--- WORK TO COMPLETE ---
1 > Using the record on the Mathias Alten painting of the Grand River, list every venue it names as having exhibited Alten's work during his lifetime.
2 > Continue the record on the Mathias Alten painting of the Grand River, starting after its last sentence.

-- begin PASSAGE TO READ --

Related Objects
Current Location:
GVSU -> On Loan
Location Notes:
GVSU Art Gallery Traveling Exhibit: Mathias J. Alten: American Artist at the Turn of the Century

Mathias J. Alten: An American Impressionist ➔ The Grand River

Artwork
Identifier:
2006.200.1
Artist:
Alten, Mathias Joseph
Credit:
Gift of George H. and Barbara Gordon
Medium:
Oil on Canvas, Laid on Board
Date:
1904
Dimensions:
Artworks - Height: 9.5 in Width: 13.25 in
Description:
Leafless trees in foreground, river behind and bright sunset in background.
Historical Context:
This striking painting of the Grand River was painted the same year as the largest flood in Grand Rapids history. In March of 1904, the Grand River reached a record breaking 19.6 ft, leading to extensive flooding that damaged 2,500 houses on the west side of Grand Rapids. The flood caused an estimated two million dollars in damages, or approximately 45 million dollars adjusted for inflation.

Wikipedia Summary:

Mathias Alten (1871–1938) was a German- American impressionist painter active in Grand Rapids, Michigan.

Career

Mathias Joseph Alten worked as an artist between 1890 and 1938. Although best known for his land- and seascapes he was also an accomplished portrait, floral, and animal painter. William H. Gerdts, a pre-eminent authority on American regional painting, describes Alten's style as that of a "second-generation Impressionist." Alten studied at the acclaimed Académie Julian and at the Académie Colarossi where he won a gold medal for the best figure drawing. As early in his career as 1905, Alten was being invited to show his paintings in museum exhibits. During his lifetime, his work was exhibited at the National Academy in New York, The Chicago Institute of Art, the Corcoran Gallery in Washington, D.C., the Pennsylvania Academy of the Fine Arts, the Detroit Institute of Art and other smaller venues.

-- end PASSAGE TO READ --
-- begin DATA EXTRACT --

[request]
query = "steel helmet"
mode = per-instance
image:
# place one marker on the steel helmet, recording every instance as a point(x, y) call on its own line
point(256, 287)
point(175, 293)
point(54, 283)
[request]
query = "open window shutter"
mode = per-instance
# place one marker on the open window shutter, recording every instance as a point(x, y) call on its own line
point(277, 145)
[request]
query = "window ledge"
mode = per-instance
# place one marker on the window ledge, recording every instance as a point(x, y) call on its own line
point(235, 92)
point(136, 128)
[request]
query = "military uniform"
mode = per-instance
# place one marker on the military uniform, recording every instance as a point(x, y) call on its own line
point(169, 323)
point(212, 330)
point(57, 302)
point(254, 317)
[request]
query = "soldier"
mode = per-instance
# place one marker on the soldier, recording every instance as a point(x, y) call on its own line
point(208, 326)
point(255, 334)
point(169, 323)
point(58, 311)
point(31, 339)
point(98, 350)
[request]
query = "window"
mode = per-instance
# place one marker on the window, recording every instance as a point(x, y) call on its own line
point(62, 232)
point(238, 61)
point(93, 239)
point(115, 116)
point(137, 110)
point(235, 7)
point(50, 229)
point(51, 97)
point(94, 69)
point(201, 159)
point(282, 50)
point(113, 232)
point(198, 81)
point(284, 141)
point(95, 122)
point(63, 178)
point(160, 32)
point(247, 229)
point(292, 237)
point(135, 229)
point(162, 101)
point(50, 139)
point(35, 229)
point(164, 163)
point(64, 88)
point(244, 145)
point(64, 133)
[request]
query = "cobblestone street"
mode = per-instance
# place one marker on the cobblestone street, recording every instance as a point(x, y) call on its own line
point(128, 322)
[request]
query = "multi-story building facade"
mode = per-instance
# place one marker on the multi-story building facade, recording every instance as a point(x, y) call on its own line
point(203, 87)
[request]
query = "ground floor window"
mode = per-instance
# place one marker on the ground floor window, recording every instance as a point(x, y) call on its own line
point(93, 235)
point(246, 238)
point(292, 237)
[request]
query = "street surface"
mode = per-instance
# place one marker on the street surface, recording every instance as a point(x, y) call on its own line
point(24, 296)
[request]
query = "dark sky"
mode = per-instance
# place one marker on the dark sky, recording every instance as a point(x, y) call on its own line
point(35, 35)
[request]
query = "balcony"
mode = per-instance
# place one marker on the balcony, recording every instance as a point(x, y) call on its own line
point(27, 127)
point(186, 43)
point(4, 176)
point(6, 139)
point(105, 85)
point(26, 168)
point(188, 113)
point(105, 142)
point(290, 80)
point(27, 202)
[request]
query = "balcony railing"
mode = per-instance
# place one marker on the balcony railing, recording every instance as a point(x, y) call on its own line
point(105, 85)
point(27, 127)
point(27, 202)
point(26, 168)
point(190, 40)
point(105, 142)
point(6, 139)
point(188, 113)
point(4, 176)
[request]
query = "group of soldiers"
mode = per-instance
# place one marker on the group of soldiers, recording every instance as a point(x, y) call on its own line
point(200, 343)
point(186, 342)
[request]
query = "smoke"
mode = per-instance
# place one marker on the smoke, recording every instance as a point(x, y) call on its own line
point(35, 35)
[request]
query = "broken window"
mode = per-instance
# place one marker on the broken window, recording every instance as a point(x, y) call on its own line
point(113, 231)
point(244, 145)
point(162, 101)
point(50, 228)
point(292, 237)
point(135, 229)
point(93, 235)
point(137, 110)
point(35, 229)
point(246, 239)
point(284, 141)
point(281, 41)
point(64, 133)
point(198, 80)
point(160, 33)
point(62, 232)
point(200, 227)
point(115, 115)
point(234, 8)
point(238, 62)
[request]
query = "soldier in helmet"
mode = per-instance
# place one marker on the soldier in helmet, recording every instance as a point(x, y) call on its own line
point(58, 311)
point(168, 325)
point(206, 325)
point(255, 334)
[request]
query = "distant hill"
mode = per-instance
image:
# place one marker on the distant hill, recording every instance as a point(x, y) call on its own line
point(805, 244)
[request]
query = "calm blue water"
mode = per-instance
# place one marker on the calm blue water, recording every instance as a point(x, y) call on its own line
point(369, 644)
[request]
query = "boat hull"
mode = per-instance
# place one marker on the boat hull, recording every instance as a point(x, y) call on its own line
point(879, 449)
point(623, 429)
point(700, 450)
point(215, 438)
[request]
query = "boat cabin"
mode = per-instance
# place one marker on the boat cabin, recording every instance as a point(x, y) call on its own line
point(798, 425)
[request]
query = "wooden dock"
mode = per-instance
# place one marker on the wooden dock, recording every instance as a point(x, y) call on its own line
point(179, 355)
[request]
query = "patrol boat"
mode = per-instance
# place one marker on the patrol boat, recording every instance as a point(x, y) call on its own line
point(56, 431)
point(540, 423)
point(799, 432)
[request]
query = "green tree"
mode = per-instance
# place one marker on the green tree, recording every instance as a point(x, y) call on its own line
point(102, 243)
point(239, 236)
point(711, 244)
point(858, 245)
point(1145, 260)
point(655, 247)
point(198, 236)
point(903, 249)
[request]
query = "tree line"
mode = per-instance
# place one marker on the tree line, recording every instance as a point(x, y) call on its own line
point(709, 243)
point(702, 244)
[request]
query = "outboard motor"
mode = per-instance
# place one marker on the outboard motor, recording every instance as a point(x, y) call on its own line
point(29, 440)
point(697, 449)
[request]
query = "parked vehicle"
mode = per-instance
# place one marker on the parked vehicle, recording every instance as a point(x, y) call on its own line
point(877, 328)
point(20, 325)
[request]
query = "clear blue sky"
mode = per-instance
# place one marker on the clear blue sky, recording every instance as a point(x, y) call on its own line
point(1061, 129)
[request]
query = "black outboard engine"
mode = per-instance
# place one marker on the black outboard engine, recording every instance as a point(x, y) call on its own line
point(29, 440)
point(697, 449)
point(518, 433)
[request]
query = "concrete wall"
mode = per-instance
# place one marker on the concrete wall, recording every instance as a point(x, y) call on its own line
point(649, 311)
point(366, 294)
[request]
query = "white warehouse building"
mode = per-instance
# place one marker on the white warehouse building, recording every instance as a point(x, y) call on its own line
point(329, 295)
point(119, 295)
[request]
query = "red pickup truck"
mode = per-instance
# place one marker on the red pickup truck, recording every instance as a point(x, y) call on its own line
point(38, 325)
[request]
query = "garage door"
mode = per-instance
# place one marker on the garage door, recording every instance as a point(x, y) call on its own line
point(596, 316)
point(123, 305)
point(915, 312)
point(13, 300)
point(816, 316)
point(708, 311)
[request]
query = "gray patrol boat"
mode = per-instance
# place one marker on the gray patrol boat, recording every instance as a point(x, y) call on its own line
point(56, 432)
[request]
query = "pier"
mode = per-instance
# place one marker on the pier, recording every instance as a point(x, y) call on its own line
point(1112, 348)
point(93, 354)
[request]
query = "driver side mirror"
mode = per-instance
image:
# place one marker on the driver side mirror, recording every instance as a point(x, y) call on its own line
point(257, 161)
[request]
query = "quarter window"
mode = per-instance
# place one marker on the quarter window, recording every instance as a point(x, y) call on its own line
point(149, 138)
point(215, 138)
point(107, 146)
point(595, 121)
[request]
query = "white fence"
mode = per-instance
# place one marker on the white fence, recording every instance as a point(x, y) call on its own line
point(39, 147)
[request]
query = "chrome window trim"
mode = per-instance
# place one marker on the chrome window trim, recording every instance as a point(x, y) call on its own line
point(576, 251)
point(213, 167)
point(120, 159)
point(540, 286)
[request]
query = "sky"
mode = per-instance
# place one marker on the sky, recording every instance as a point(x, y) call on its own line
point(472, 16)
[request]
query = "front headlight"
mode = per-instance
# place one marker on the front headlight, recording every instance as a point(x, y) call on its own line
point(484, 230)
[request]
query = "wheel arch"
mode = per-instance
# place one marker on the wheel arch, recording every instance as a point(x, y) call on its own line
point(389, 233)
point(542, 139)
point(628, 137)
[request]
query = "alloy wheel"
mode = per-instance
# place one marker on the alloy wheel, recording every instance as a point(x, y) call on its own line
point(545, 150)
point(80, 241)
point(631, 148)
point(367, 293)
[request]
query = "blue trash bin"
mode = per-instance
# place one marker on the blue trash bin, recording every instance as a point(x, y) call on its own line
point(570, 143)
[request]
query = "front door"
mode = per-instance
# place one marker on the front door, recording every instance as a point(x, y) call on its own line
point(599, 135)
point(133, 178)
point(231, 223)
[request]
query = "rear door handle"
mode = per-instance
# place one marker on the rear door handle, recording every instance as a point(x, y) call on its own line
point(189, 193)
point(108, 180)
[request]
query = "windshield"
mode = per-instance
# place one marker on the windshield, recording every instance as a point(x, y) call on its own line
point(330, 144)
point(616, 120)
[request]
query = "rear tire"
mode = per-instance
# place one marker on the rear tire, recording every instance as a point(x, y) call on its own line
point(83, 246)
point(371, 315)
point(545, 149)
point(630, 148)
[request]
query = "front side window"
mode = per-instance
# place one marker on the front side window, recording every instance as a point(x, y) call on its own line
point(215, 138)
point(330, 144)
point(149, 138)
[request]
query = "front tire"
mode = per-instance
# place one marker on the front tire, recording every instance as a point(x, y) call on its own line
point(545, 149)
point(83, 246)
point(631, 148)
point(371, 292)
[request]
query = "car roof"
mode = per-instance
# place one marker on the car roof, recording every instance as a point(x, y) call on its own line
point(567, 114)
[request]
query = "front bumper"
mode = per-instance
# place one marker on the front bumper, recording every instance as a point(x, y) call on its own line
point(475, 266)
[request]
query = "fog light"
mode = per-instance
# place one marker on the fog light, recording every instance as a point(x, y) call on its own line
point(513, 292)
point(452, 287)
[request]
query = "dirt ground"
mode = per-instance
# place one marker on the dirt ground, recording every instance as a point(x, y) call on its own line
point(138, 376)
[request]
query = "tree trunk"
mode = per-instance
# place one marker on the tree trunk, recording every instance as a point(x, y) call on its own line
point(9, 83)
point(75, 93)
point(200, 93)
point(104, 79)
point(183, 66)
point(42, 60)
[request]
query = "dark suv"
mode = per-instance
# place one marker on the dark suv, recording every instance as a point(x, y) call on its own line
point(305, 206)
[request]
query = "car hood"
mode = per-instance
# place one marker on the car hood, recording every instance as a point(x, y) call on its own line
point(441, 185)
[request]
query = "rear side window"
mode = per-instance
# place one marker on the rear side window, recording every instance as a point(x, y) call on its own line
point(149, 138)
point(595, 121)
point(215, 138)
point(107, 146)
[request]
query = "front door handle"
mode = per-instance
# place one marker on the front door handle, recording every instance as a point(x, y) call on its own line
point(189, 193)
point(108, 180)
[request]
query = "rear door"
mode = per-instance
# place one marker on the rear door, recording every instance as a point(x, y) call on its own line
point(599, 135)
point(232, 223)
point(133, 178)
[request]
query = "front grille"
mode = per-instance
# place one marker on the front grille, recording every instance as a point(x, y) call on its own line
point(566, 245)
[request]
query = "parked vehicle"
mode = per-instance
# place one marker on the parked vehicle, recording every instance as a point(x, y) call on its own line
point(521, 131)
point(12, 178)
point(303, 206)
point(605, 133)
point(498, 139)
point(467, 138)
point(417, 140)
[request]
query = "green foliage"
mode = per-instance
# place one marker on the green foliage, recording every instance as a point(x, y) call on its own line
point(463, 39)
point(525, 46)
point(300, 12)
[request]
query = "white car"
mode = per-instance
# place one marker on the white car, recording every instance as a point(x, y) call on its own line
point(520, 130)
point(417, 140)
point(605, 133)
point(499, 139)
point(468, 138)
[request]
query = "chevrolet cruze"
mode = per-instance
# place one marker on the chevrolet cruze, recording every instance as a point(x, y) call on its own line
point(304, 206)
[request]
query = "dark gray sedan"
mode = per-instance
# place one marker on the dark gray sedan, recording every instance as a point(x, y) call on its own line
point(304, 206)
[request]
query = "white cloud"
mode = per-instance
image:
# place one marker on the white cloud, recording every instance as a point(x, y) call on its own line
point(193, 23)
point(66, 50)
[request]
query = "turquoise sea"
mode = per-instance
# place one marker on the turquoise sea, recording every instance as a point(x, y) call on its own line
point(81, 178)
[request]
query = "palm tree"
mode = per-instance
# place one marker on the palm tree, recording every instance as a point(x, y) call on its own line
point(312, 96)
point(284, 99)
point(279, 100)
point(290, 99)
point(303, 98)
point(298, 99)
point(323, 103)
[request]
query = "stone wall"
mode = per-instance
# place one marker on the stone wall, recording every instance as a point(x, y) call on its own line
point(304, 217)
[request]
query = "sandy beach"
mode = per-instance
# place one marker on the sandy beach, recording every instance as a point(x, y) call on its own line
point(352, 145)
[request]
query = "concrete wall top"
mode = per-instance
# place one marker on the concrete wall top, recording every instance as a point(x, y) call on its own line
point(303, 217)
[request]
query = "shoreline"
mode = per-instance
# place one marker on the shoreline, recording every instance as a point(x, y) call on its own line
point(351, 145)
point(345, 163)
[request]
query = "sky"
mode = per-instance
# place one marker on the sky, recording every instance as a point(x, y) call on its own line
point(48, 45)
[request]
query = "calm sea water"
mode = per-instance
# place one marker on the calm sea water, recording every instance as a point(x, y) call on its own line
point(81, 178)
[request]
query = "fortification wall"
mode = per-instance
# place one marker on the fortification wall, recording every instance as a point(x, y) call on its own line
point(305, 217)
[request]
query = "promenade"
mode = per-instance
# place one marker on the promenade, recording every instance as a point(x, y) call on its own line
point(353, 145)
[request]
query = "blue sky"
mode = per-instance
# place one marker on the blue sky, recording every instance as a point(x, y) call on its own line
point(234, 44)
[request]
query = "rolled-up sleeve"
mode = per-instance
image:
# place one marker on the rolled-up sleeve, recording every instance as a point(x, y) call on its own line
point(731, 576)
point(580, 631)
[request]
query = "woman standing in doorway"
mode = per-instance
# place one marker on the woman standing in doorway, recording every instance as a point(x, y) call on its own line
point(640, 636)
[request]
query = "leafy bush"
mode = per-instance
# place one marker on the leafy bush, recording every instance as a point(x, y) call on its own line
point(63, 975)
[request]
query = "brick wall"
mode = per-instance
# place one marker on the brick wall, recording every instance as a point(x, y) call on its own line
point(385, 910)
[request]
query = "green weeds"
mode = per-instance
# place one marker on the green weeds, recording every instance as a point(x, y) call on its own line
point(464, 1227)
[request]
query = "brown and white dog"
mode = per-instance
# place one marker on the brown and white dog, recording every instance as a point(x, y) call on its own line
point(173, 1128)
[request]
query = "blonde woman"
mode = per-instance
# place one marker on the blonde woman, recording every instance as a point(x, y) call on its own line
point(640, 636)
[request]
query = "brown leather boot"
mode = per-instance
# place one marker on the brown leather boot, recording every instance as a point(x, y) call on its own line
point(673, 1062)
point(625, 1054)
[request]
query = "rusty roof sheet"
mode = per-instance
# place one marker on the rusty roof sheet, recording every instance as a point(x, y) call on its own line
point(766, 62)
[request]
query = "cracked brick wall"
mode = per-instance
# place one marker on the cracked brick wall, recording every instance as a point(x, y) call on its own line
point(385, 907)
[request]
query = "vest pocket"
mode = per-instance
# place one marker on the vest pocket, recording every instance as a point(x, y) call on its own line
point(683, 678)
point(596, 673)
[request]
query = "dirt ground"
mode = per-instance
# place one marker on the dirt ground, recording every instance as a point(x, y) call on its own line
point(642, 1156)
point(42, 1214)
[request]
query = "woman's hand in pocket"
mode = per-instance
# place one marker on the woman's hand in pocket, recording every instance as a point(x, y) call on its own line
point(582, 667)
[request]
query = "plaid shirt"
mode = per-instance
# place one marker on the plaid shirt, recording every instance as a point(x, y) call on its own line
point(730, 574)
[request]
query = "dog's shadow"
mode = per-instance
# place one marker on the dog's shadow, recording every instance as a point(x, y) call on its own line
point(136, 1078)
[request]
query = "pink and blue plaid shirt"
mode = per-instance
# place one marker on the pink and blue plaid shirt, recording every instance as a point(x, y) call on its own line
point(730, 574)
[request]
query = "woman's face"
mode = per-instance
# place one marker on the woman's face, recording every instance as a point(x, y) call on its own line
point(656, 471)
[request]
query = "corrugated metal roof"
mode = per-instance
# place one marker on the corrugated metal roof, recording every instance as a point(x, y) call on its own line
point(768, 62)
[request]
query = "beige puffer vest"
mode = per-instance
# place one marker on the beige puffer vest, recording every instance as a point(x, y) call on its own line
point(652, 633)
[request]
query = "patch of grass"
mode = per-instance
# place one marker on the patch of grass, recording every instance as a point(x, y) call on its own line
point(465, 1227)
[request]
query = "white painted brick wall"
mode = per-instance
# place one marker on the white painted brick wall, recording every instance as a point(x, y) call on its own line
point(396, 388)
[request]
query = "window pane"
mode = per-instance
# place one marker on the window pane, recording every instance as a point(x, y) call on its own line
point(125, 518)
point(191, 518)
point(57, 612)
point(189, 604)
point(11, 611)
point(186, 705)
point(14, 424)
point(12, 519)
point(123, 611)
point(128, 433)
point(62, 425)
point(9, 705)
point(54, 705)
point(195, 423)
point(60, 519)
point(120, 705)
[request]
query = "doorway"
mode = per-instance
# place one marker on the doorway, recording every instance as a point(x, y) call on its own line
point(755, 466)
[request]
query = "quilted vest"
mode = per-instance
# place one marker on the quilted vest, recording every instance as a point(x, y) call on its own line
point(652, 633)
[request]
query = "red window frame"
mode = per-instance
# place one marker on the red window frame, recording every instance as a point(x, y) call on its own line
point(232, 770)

-- end DATA EXTRACT --

--- EXPECTED RESULTS ---
1 >
- National Academy in New York
- The Chicago Institute of Art
- Corcoran Gallery in Washington, D.C.
- Pennsylvania Academy of the Fine Arts
- Detroit Institute of Art

2 >
As catalogs from those aforementioned exhibits show, Alten's paintings hung among the works of acclaimed artists such as Childe Hassam, Edward Henry Potthast, Charles Russell, H.O. Tanner, Frederic Remington, O.E. Berninghaus, George Bellows, J.S. Sargent, E.L. Blumenschein, Thomas Eakins, William Merritt Chase and William Wendt – as well as those of his similarly distinguished friends - H.R. Poore of Old Lyme, Connecticut, and E.I. Couse of Taos, New Mexico.

According to Gerdts, "By 1898 Alten appears to have felt the need for greater professional training and exposure … to more cosmopolitan experience in artistic craftsmanship and association." He made a number of voyages to Europe; first to study his craft in Paris (with the help of wealthy patrons) in 1899. Then, attracted to the Hague School of Dutch artists, he spent 1910-11 working in the Netherlands amidst the settings favored by the Maris brothers, Jozef Israëls, Willem Roelofs, and even Vincent van Gogh and Piet Mondriaan's (Eng. "Mondrian") early work. Later, Alten fell under the influence of the work of Spanish painter Joaquín Sorolla. Several working trips to Spain followed.

An exhibit of Alten's sun-drenched canvasses from the 1920s was held at the Holt Galleries in New York City. The Literary Digest for October 12, 1929, featured the showing with an article and a reproduction of one of the Spanish marine scenes on its front cover. This was perhaps the high point of Alten's national recognition.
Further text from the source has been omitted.